#### [Study text]
==========
W3C

– DRAFT –
Clreq Editors' Call

24 February 2021

Attendees

Present
Bobby, Eric, huijing, Makoto_Murata, Roy, xfq
Regrets
-
Chair
xfq
Scribe
xfq

Meeting minutes

xfq: Let's start the meeting.
… Today we have two guests, one is Murata Makoto from Japan
… He participated in various national and international standards organizations, including W3C
… Murata-san has been involved in accessibility, and hopes to explain what he is working on to the TF
… in particular ruby and vertical writing topics
… And the other guest is Roy Ran from the W3C Team.
… Roy is a Web Accessibility Specialist in the W3C Web Accessibility Initiative (WAI)
==========
#### [Material shown]

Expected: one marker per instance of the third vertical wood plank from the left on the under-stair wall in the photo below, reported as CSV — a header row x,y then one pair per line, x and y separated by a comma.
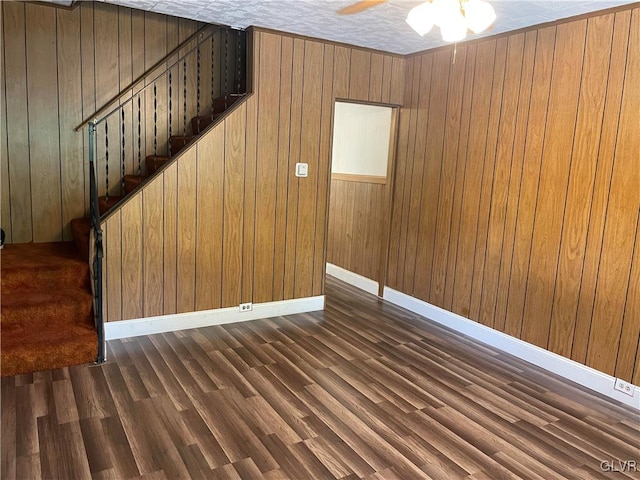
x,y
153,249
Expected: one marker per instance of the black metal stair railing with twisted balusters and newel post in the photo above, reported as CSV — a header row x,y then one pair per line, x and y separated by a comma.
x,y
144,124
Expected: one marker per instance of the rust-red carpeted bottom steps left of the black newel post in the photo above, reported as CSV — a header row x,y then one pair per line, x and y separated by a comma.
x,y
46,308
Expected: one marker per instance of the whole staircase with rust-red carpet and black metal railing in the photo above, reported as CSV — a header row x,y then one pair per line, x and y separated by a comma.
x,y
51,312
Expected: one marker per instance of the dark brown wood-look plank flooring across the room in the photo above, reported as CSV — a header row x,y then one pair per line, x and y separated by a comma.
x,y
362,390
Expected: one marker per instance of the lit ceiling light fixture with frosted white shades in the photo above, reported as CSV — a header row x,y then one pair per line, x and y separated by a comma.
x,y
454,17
==========
#### [Problem to solve]
Rewrite the part of the meeting minutes that opens with the words containing "Meeting minutes" and closes with "Accessibility Initiative (WAI)", putting "two visitors" in place of "two guests". Base your work only on the meeting minutes.

#### [Written reply]
Meeting minutes

xfq: Let's start the meeting.
… Today we have two visitors, one is Murata Makoto from Japan
… He participated in various national and international standards organizations, including W3C
… Murata-san has been involved in accessibility, and hopes to explain what he is working on to the TF
… in particular ruby and vertical writing topics
… And the other guest is Roy Ran from the W3C Team.
… Roy is a Web Accessibility Specialist in the W3C Web Accessibility Initiative (WAI)